_TASKS TO PERFORM_
#1 List every person named in the digital banking text below.
#2 According to the digital banking text below, how many new customers does Monzo say it gains each week?

_TEXT_
*** Block opens ***
While the benefits of digital banking go far beyond health and safety, the challenge remains for digital banks to rise up to the occasion. The competition in this sector is advantageous to the users and in turn drives growth but this has yet to translate into profits? Even digital banking leader, Revolut only hopes to begin making a profit this year after its recent funding round and valuation of £5.5 billion. Christophe Cauvy, partner at Intersection M&A in Oxford, UK in a letter to the Financial Times, explain that not all digital banks will survive and not many will be able to launch an IPO.

“The future of an online bank could be more secure if it is part of a large company than if it remains on its own, listed on a stock market,” Christophe said. The giants of the traditional banking industry, the likes of Goldman Sachs or even digital giants like Apple, Google or Alibaba would probably buy up the digital banks. “If you try to be universal but don’t have the resources that the leaders have, it’s going to be very hard.” said Martin Mignot, a partner at Revolut investor Index Ventures.

But perhaps social distancing is not the only enduring effect of the pandemic. The entire structure and fabric of business has been shaken and even traditional banks are seeking more creative ways of reaching their consumers and the chips are stacked in favour of the digital banks. The question is, will they rise to the occasion?

The digital banking market is growing at an exponential rate no doubt. Revolut now has over 12m customers in Europe and its recent funding round has given the company a valuation of £5.5 billion. Monzo says they are scooping up about 55,000 new customers on a weekly basis, and Berlin-based N26 with 3.5million users, hopes to eventually reach 70million customers, which would make it bigger than Deutsche Bank, RBS or Barclays according to the Financial Times. If Revolut ever launches an IPO at their $20 billion price tag as the company CEO, Nikolay Storonsky has said, it would be the seventh biggest IPO ever in stock market history.

Despite its growth speed and scale, many of Revolut’s customers do not consider it as a full-service bank. Its major shortfall being that it is currently unable to write loans. Monzo however, has increasingly over the past months attempted to transform into a traditional bank, giving out overdrafts and short-term loans. But scale and speed have yet to make the challenger banks viable opponents against high street.

High street takes the lead in terms of exclusivity. While only a very small portion of digital bank account holders (6.2% in the case of Monzo) are exclusive to digital banks, over 80% of traditional bank users are exclusive to traditional banks. But still the challenger banks are a force to reckon with as they continue to disrupt the market.

A 2019 survey in the UK showed two thirds of banking customers plan to convert fully to a digital bank in future. Users have for five years in a row rated digital banking services as their best and most desired feature in their choice of a bank. The survey further revealed that the range of digital services was even more important to some respondents than security. (source: https://www.finder.com/uk/digital-banking-statistics)

For many traditional bankers, the very features that attract them to digital banking services are the same features that make them reluctant to fully transition to online banking. Patrick J Allen explains that cash offers a certain level of freedom and privacy that will be difficult to maintain with full digital banking processes because governments can access these data and exert more control on the people.

 It has only been a few years since the world was confronted with the possibility of cashless transactions within the banking industry. Today, the need for contactless transactions is even stronger as the corona virus pandemic forces the world to adapt to enduring social distancing measures. Despite gaining valuations higher than many established banks, the “neobanks” are all less than five years old. As Christophe Cauvy wrote to the FT “the jury is out, but scale is not the only success factor.”
*** Block closes ***
_PROVIDED MATERIAL_
*** Block opens ***
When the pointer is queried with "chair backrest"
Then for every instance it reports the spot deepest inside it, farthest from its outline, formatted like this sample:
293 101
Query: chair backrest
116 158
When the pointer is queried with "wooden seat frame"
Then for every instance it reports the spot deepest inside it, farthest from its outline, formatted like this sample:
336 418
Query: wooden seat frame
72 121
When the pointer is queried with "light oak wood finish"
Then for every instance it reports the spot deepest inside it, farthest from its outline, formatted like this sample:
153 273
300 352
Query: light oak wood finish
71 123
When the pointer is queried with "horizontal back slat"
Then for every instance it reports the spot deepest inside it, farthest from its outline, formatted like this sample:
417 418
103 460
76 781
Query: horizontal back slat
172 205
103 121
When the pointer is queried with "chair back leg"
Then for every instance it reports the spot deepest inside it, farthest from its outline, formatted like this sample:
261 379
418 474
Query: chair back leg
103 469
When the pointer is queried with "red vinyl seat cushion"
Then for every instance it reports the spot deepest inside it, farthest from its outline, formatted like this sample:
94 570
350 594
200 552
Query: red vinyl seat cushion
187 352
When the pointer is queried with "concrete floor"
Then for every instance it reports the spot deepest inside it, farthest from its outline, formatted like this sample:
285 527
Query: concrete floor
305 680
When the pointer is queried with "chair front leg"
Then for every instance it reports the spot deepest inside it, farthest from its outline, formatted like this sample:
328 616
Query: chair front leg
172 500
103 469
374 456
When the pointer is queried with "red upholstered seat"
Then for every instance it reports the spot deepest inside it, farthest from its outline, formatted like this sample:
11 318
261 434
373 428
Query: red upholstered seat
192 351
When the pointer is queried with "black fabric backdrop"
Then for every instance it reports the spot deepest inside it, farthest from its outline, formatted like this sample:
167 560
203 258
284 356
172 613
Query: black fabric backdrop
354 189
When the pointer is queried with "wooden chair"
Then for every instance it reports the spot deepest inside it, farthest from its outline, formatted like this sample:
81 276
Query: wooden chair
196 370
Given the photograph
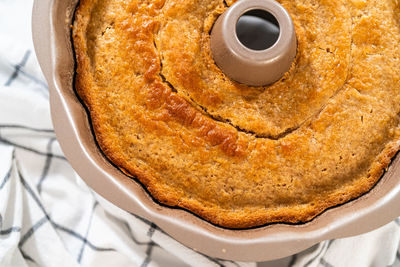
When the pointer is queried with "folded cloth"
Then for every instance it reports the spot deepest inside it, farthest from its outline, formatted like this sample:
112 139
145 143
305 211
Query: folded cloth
49 217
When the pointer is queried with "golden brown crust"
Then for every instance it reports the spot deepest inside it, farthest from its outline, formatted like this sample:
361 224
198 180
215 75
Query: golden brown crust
163 112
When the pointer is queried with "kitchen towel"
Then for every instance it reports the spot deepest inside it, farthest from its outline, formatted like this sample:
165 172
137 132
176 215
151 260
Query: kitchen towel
49 217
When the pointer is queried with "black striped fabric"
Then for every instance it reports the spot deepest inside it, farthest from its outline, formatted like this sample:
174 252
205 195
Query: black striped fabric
49 217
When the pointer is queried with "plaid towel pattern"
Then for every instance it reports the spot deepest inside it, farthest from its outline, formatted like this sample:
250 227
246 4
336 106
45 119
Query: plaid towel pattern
49 217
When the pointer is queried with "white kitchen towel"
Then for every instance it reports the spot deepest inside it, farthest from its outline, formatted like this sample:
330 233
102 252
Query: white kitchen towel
49 217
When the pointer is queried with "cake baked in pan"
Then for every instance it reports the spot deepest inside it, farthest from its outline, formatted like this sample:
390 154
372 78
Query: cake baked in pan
239 156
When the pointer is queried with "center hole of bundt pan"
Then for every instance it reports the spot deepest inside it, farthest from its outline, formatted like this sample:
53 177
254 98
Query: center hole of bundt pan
254 42
258 29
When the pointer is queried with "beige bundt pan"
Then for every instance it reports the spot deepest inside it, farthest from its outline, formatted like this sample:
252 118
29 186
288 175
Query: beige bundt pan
51 34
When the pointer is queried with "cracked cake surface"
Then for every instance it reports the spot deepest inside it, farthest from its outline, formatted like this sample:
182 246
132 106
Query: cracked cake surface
240 156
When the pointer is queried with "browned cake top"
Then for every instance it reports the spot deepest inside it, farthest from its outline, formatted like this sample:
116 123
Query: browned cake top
242 156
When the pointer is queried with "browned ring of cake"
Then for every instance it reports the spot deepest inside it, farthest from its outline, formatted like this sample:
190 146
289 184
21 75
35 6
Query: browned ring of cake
186 158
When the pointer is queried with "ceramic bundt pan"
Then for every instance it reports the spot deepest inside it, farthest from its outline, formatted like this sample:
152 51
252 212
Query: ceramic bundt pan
*** Block closes ***
_ANSWERS FOR THE EXERCISE_
#1 Christophe Cauvy, Martin Mignot, Nikolay Storonsky, Patrick J Allen

#2 About 55,000 new customers a week.